» **Exercise materials**
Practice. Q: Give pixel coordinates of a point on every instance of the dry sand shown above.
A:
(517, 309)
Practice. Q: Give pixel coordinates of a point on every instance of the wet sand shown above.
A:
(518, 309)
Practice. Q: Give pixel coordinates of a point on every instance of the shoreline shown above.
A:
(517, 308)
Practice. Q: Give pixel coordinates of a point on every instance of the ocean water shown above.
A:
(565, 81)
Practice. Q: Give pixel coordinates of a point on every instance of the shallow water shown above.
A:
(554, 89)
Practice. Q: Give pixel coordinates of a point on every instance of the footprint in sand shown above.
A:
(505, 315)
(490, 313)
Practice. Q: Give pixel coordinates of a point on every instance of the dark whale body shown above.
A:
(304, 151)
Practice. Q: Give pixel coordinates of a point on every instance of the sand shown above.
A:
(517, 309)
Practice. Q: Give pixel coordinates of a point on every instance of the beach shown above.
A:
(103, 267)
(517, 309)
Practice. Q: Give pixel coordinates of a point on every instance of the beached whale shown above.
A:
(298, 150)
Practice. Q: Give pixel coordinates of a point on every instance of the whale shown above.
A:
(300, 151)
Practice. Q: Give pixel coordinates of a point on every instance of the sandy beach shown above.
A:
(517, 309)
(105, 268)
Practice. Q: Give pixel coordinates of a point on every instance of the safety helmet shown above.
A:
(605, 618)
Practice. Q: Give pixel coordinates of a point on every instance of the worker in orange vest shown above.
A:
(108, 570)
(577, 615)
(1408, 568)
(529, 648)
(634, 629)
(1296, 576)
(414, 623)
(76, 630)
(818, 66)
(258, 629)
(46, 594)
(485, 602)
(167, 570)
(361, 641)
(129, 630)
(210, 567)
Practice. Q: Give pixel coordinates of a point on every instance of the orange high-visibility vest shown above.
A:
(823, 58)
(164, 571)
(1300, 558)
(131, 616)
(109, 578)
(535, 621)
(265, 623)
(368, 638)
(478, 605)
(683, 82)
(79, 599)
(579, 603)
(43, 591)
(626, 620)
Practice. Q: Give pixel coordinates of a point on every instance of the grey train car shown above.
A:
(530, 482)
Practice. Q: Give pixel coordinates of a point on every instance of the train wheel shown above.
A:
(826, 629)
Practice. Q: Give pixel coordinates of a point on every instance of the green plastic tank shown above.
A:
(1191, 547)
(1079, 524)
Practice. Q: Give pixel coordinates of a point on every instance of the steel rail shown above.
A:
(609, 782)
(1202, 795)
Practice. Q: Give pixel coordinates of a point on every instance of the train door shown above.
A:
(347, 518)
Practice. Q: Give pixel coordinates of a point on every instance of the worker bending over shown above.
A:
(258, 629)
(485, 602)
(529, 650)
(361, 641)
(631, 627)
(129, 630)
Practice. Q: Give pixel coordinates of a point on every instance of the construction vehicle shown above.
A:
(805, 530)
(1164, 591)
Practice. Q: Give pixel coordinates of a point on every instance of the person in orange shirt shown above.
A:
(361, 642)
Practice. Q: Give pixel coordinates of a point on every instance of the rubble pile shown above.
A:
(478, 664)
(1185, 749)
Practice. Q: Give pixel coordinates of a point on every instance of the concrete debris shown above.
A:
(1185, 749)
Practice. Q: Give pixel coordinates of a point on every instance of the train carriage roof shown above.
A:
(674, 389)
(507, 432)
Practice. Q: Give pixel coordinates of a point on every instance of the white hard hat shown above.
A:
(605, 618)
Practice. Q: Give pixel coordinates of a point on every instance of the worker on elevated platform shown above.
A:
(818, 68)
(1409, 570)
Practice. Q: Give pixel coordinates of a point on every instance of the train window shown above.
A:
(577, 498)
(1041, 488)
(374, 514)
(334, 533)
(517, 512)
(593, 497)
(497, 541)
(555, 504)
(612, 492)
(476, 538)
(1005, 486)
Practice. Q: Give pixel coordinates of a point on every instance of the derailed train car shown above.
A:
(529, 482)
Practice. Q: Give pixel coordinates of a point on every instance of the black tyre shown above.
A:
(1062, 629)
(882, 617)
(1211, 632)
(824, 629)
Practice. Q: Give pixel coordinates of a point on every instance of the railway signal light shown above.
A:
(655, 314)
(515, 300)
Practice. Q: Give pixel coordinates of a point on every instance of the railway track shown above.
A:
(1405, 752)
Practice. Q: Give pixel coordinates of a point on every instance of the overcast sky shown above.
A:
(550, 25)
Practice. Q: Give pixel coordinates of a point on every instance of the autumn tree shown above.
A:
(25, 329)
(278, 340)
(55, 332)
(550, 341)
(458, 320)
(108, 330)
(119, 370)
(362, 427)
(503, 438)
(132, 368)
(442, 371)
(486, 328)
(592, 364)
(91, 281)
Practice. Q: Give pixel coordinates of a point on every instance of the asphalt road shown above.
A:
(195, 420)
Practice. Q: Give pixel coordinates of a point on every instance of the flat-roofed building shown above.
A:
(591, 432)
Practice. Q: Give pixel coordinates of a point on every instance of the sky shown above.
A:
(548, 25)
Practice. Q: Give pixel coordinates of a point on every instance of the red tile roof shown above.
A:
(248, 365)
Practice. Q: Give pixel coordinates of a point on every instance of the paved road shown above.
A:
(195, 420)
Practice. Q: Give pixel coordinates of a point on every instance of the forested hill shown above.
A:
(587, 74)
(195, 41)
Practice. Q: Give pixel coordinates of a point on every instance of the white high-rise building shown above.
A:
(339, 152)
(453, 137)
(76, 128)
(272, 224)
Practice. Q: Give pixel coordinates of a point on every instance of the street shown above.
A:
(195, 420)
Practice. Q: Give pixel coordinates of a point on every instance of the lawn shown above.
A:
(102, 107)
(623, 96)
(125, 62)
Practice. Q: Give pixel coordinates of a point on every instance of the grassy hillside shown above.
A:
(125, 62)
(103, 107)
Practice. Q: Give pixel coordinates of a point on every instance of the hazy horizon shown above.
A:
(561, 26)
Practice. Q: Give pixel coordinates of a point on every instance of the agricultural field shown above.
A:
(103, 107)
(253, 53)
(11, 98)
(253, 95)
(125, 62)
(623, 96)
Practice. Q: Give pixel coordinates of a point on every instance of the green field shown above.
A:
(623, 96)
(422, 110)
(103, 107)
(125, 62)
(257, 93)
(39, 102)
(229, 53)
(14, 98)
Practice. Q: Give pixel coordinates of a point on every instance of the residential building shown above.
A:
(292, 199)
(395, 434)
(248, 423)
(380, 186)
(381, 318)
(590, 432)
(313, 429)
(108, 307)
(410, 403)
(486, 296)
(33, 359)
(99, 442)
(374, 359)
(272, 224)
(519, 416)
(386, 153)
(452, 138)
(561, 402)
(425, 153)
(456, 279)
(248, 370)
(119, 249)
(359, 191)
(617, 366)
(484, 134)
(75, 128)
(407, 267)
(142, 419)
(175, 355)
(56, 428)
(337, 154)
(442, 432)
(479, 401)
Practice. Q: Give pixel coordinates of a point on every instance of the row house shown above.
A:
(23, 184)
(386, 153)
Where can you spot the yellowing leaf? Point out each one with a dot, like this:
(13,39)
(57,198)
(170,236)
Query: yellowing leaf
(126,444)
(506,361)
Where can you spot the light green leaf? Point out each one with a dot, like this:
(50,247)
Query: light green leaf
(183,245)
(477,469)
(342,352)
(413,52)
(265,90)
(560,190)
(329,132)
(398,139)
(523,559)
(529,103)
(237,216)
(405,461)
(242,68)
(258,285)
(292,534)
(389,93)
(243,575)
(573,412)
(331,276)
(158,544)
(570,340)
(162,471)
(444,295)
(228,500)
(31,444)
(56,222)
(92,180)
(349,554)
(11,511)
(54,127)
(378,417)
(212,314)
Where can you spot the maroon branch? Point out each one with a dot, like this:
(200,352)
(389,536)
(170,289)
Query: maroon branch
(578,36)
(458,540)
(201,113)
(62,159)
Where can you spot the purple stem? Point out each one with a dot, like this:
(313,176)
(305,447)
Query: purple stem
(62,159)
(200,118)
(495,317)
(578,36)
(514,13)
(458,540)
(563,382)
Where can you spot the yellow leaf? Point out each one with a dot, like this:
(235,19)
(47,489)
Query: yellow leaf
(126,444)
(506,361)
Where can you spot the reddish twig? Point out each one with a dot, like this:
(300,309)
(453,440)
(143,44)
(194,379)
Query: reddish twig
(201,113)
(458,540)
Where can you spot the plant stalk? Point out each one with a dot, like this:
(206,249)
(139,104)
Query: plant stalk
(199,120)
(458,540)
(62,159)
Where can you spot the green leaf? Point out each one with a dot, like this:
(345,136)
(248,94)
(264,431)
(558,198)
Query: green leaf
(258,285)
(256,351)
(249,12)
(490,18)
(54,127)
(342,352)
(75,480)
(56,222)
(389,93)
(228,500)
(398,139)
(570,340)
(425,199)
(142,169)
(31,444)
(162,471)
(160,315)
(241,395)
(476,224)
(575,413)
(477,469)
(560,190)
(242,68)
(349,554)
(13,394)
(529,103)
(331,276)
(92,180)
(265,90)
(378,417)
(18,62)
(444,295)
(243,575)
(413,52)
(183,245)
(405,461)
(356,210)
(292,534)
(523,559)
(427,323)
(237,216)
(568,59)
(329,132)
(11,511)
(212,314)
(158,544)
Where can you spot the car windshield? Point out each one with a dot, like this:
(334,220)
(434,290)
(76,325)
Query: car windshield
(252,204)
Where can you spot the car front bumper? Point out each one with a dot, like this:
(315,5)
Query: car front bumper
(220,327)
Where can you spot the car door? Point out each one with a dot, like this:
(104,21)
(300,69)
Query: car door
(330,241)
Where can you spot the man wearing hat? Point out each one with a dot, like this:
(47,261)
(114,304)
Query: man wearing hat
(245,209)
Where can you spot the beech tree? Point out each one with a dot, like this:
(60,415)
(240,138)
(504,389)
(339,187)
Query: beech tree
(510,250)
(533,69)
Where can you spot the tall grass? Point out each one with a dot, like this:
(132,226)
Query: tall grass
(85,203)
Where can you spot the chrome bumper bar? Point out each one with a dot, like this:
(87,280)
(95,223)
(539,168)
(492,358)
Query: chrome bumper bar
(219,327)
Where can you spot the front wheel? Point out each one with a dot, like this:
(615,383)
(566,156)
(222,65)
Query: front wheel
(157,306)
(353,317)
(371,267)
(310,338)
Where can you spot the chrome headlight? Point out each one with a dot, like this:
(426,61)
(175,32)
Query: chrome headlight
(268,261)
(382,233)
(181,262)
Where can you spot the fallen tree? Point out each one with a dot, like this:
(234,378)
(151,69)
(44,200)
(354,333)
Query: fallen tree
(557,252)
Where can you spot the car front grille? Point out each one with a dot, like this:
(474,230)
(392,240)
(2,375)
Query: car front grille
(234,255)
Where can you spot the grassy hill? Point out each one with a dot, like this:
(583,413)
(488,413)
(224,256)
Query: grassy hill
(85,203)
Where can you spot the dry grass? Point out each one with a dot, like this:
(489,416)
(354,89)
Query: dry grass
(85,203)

» **Exercise goal**
Render the lines of the records as a JSON list of strings, starting with the line containing "high-visibility vest shown above." and ending with the line containing "(1079, 524)", both included. Give one string per line and leave out any blank lines.

» **Worked solution**
[
  "Practice. Q: Give pixel coordinates of a point on every instance of the orange high-visibility vest shown above.",
  "A:",
  "(823, 58)",
  "(164, 571)",
  "(1300, 558)",
  "(131, 616)",
  "(109, 578)",
  "(535, 621)",
  "(265, 623)",
  "(368, 638)",
  "(478, 605)",
  "(683, 82)",
  "(79, 599)",
  "(579, 603)",
  "(43, 591)",
  "(626, 620)",
  "Practice. Q: Give pixel coordinates of a point on every instance of the grey train car shown above.",
  "A:",
  "(530, 482)",
  "Practice. Q: Give pixel coordinates of a point on every instance of the train wheel shown above.",
  "A:",
  "(826, 629)",
  "Practice. Q: Give pixel coordinates of a point on every instance of the green plastic tank shown above.",
  "A:",
  "(1191, 547)",
  "(1079, 524)"
]